• What you will do
Retype the records exactly, starting at the beginning and ending with the line that contains "pixel 519 300".

• Supplied material
* START *
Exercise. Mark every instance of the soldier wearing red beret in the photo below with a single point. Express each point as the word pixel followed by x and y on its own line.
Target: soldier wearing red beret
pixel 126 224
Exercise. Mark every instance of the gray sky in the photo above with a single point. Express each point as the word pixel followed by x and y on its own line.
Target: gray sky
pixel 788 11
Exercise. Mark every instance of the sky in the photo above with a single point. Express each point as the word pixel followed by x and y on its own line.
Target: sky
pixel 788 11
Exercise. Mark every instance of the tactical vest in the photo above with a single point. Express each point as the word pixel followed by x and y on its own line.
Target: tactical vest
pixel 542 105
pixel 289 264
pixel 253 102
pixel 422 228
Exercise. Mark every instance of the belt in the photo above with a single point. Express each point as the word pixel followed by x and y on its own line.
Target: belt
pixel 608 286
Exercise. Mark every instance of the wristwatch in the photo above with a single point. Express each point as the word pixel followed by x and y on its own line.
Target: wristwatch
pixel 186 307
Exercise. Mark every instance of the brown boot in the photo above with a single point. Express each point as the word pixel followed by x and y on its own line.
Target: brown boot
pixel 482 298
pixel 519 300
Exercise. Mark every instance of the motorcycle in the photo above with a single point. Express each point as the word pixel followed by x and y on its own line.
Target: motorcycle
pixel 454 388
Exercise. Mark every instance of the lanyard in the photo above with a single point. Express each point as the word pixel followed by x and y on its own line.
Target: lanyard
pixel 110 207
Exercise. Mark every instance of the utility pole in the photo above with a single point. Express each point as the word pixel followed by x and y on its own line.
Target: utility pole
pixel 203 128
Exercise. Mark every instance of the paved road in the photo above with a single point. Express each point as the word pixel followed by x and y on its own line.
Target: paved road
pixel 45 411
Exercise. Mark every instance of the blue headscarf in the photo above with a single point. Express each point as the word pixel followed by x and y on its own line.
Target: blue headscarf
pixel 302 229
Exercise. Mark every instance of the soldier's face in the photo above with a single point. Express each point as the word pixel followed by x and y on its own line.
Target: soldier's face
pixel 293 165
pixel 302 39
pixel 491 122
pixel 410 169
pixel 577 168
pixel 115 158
* END *
• Answer to the task
Exercise. Mark every instance of the soldier wearing red beret in the photo below with a single point. Express each point as the word pixel followed by x and y on its own line.
Target: soldier wearing red beret
pixel 126 224
Exercise. Mark every instance of the gray sky in the photo above with a single point. Express each point as the word pixel followed by x and y on its own line.
Target: gray sky
pixel 788 11
Exercise. Mark every instance of the sky in the photo above with a single point. Express each point as the word pixel followed by x and y on its own line.
Target: sky
pixel 788 11
Exercise. Mark every instance of the tactical vest in the photo above with a single point. Express each point as the word pixel followed by x and y on its own line.
Target: tactical vest
pixel 542 105
pixel 289 264
pixel 253 102
pixel 422 228
Exercise. Mark every instance of the belt in the photo above with a single point. Express each point as the word pixel followed by x and y on its own line.
Target: belt
pixel 608 286
Exercise. Mark every instance of the wristwatch in the photo above with a single point. Express each point as the word pixel followed by x and y on its own line.
Target: wristwatch
pixel 186 307
Exercise. Mark every instance of the brown boot in the photo above with a single point. Express each point as the word pixel followed by x and y on its own line.
Target: brown boot
pixel 482 298
pixel 519 300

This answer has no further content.